[Task data Boundary: Start]

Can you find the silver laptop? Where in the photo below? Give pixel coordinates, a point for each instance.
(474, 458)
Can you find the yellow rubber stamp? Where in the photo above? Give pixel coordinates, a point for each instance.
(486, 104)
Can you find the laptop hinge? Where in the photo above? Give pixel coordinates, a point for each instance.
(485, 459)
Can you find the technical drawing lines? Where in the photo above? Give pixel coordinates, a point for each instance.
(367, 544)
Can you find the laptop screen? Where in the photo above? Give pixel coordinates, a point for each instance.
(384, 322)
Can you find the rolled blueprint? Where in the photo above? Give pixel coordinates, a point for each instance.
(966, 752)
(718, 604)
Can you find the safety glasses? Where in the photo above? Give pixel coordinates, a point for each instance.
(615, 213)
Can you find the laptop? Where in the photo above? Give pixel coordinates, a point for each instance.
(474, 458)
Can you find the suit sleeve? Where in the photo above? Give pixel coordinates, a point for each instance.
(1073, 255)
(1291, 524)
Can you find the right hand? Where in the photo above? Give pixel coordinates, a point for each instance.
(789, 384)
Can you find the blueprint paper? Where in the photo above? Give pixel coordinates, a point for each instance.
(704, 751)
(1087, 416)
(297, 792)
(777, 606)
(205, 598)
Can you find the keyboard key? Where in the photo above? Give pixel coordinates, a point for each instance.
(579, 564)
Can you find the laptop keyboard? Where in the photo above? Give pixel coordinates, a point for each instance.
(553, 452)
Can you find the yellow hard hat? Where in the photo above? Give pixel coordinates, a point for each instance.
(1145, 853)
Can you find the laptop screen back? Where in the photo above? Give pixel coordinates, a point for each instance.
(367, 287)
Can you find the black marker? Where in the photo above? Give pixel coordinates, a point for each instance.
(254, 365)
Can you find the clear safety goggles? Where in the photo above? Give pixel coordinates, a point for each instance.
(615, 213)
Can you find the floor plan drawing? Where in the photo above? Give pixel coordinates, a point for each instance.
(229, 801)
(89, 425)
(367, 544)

[Task data Boundary: End]

__What you are asked to do__. Please output each entry above exactly, leaving nothing out.

__Answer to this exercise__.
Can you find the silver laptop? Where in the photo below? Give pixel coordinates, a point for each instance.
(474, 458)
Can you find the yellow rubber stamp? Where in the photo above? Give pixel coordinates, a point for each instance.
(486, 104)
Can you find the laptop hinge? Where in the photo above? Give pixel coordinates, a point for each instance.
(485, 459)
Can you find the technical drawing lines? Where in the photo above? Give pixel coordinates, a point for each instance.
(367, 544)
Can you find the laptop screen? Where in the photo above? Give pixel coordinates, a point for each instance.
(384, 322)
Can you find the rolled blueprint? Where in the photo above? Give pixel coordinates, a point for each instance.
(966, 752)
(718, 604)
Can you find the safety glasses? Where in the photo above? Give pixel coordinates, a point for each instance.
(615, 213)
Can you find the laptop? Where in the photo above? Give pixel coordinates, a point for each instance.
(474, 458)
Can you find the suit sleeve? Where in the photo above? Give pixel coordinates, a point for each instance.
(1073, 255)
(1291, 524)
Can you find the right hand? Where in the photo above? Give pixel coordinates, a point for each instance.
(789, 384)
Can you find the blueprint paper? Where in the photo above? Give pixel coordinates, a point for each instance.
(704, 751)
(1087, 416)
(297, 792)
(777, 606)
(205, 598)
Can you find the keyboard key? Where in the photo above? Give pixel coordinates, a point for each instance.
(579, 564)
Can you find the laptop keyboard? Where in the photo above? Give pixel coordinates, a point for each instance.
(553, 452)
Can you find the yellow hard hat? Where in the photo above? Give pixel coordinates, a point for each instance.
(1145, 853)
Can you find the laptop screen back? Where in the photo above? Give pixel coordinates, a point for each instance.
(367, 287)
Can you find the black marker? Where in the photo above? Give pixel coordinates, a point for each instance.
(254, 365)
Can you find the clear safety goggles? Where in the photo above? Give pixel coordinates, a point for each instance.
(615, 213)
Can you find the floor plan drawing? Where in the photo above? Give pixel coordinates, a point for each instance.
(229, 801)
(89, 425)
(367, 544)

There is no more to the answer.